— WHAT THE EXERCISE ASKS —
Look for the word "below" in the entries and copy every line where it shows up.

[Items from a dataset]
————————

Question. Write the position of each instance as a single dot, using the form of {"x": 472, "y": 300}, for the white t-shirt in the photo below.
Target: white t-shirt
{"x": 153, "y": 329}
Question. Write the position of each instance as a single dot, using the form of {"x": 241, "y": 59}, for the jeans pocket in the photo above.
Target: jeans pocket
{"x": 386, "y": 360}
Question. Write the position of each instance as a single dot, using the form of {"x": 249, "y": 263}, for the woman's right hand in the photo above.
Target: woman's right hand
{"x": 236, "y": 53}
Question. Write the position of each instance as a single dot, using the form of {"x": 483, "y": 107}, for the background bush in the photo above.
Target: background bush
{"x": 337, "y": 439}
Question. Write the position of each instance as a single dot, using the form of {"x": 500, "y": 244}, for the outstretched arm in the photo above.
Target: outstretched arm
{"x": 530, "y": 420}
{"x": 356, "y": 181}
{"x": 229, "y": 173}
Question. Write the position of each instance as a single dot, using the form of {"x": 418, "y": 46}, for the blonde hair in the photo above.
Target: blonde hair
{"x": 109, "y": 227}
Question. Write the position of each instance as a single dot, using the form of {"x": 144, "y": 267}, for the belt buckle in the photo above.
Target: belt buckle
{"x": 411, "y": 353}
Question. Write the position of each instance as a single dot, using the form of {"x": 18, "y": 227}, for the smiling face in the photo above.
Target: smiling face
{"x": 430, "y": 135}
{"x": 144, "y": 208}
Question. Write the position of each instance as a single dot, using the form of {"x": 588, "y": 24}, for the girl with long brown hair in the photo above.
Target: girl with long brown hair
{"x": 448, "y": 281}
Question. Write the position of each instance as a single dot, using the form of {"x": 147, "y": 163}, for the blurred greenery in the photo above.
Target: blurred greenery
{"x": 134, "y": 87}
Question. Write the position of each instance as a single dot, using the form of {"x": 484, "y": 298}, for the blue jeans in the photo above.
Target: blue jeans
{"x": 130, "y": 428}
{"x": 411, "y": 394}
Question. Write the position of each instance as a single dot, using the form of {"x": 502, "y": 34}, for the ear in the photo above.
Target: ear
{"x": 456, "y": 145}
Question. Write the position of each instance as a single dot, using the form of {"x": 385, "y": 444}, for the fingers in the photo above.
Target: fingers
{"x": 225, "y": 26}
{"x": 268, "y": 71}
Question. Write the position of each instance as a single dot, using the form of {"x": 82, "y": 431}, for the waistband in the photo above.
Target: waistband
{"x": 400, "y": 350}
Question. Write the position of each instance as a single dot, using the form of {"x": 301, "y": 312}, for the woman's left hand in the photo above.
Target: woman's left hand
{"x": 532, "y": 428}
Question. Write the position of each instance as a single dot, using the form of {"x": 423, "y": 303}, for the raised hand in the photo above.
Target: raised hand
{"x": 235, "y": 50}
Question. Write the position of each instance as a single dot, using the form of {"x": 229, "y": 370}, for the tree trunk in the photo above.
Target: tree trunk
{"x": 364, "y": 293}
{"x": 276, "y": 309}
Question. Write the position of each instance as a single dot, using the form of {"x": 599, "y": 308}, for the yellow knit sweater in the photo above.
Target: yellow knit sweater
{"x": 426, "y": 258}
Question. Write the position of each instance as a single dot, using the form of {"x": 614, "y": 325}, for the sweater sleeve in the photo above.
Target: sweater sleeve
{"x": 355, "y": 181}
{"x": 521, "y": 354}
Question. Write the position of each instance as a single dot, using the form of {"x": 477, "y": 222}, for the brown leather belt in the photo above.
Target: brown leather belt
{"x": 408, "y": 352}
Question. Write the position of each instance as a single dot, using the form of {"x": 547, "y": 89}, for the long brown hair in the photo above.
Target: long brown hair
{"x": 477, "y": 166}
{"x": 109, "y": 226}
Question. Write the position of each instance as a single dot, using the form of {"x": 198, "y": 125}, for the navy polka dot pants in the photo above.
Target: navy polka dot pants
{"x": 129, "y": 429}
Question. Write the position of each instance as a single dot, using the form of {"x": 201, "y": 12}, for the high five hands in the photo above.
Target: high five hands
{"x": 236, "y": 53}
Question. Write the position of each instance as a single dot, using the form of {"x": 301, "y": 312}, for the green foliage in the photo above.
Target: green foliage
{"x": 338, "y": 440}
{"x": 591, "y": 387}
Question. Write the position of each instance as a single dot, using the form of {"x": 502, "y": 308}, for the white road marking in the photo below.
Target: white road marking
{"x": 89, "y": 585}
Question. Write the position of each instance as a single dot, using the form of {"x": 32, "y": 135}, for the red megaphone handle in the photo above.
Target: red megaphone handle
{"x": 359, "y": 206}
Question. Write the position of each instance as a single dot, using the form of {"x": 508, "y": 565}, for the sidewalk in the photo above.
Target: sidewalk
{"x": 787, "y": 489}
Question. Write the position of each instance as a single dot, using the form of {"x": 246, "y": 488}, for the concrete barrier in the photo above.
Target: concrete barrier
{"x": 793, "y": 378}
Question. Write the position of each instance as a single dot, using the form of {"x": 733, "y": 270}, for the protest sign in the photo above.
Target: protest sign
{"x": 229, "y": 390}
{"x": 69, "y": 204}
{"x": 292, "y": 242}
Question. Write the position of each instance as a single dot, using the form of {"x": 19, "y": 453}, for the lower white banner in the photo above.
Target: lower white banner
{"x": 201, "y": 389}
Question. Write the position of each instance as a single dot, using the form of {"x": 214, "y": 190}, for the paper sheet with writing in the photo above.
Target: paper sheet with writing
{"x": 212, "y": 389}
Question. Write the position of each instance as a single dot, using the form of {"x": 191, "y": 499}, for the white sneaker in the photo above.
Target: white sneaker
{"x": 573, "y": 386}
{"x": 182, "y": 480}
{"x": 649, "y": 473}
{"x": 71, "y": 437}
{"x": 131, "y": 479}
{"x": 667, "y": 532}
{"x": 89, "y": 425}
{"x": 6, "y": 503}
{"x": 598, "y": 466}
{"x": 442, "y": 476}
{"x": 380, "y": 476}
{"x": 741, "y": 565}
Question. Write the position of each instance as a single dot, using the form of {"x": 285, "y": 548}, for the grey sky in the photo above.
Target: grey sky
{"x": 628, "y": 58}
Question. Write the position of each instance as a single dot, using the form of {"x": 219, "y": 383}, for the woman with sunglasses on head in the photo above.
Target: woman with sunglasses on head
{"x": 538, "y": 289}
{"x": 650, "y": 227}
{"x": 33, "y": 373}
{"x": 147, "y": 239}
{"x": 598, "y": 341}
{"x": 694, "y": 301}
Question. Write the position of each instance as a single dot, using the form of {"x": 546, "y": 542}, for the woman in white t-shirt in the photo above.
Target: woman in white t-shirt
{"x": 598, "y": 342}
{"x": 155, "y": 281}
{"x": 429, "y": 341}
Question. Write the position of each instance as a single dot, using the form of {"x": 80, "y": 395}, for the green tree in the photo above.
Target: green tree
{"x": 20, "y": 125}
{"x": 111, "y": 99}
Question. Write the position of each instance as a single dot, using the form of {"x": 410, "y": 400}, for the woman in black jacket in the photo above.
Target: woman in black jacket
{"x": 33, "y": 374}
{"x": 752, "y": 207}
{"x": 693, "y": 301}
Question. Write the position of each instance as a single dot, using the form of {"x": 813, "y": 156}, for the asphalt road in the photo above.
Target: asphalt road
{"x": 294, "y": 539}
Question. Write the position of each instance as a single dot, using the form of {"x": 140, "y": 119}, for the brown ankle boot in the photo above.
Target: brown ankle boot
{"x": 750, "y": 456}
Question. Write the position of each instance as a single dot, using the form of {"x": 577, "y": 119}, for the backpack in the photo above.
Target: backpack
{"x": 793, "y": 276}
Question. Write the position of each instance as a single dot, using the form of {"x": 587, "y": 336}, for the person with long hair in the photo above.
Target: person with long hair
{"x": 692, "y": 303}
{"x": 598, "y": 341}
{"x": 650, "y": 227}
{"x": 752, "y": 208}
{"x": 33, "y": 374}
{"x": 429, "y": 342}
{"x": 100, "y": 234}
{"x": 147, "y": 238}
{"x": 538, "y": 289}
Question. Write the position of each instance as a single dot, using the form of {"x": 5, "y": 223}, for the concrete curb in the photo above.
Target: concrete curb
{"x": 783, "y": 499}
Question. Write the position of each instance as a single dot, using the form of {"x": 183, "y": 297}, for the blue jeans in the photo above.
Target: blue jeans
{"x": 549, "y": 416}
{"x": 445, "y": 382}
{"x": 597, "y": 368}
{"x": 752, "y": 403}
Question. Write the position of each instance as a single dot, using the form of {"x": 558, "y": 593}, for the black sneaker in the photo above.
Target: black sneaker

————————

— RESPONSE TO THE EXERCISE —
Question. Write the position of each instance as a single dot, using the form of {"x": 472, "y": 300}, for the white t-shirt in the photo below.
Question. Write the position of each instance as a single dot, using the form of {"x": 502, "y": 308}, for the white road marking in the photo below.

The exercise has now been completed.